Show every line in the data below that contains the word "grass".

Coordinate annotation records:
——————

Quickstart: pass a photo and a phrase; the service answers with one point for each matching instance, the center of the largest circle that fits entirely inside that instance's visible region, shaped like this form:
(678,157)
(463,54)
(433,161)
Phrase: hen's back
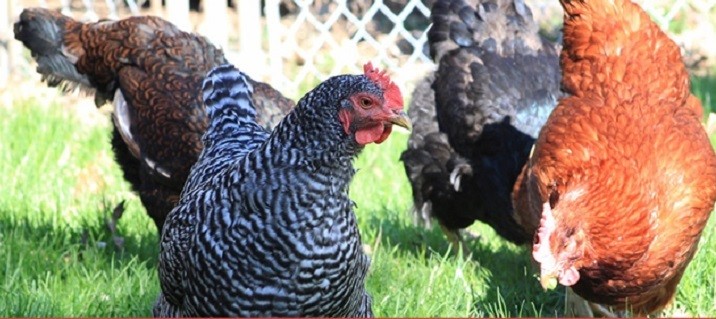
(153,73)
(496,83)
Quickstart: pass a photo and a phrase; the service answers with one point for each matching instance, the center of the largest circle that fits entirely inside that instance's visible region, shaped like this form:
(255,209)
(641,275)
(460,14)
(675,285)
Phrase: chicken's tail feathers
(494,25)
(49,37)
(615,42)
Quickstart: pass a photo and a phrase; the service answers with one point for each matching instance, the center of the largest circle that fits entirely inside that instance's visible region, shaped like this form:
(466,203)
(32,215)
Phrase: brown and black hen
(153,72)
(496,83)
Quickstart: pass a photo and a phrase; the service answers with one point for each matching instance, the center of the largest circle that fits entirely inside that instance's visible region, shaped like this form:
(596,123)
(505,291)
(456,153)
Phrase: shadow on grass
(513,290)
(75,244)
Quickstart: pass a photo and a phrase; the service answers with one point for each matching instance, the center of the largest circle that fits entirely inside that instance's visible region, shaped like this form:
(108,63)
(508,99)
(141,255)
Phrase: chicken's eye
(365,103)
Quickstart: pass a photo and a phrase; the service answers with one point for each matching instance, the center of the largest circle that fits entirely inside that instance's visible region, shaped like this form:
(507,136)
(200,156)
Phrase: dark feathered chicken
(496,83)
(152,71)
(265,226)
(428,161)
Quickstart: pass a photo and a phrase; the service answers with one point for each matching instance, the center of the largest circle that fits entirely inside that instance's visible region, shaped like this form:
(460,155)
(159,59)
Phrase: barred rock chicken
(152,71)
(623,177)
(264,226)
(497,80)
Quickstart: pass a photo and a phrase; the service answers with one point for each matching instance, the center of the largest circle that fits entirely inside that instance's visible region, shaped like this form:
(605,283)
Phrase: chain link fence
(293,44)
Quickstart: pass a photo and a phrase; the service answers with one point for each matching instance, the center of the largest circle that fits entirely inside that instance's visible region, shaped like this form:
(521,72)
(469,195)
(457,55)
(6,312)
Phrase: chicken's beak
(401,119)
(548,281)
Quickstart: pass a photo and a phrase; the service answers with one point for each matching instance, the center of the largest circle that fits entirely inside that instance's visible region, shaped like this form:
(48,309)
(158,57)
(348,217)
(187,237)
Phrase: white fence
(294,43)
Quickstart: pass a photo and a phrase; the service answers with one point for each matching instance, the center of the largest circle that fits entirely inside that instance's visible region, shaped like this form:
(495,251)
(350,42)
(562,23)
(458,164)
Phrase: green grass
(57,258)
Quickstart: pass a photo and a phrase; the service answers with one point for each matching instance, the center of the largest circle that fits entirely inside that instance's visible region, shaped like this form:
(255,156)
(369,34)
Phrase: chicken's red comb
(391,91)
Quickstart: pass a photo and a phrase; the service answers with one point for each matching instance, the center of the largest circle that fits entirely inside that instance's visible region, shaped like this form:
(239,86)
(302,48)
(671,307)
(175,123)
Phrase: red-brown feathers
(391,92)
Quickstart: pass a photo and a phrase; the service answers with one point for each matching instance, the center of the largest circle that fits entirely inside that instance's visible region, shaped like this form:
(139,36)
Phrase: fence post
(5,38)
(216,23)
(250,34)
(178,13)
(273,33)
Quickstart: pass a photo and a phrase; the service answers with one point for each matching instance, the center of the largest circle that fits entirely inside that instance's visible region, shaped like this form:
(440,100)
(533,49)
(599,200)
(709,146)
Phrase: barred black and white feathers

——————

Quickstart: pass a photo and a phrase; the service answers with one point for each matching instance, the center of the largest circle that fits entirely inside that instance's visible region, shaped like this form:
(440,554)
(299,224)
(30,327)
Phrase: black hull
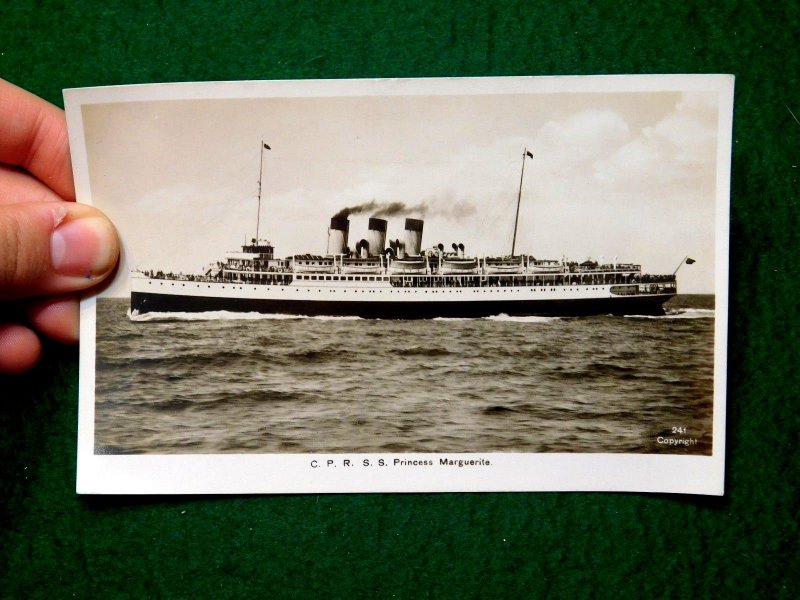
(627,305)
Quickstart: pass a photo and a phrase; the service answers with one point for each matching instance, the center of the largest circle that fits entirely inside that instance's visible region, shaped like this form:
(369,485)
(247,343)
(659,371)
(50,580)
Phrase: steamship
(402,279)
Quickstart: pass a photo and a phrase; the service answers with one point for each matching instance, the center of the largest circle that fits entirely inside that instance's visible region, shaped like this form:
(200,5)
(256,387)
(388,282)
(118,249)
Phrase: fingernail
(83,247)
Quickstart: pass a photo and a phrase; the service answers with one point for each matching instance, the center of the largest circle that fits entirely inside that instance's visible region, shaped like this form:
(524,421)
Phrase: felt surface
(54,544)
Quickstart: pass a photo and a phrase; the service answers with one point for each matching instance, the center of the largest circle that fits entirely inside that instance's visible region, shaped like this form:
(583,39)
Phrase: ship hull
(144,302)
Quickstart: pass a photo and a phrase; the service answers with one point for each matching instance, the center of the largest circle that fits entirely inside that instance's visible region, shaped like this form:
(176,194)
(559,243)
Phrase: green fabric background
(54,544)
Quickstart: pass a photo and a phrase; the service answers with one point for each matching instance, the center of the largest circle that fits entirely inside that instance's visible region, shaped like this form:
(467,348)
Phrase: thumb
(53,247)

——————

» **Full output**:
Phrase: shadow on grass
Phrase: green grass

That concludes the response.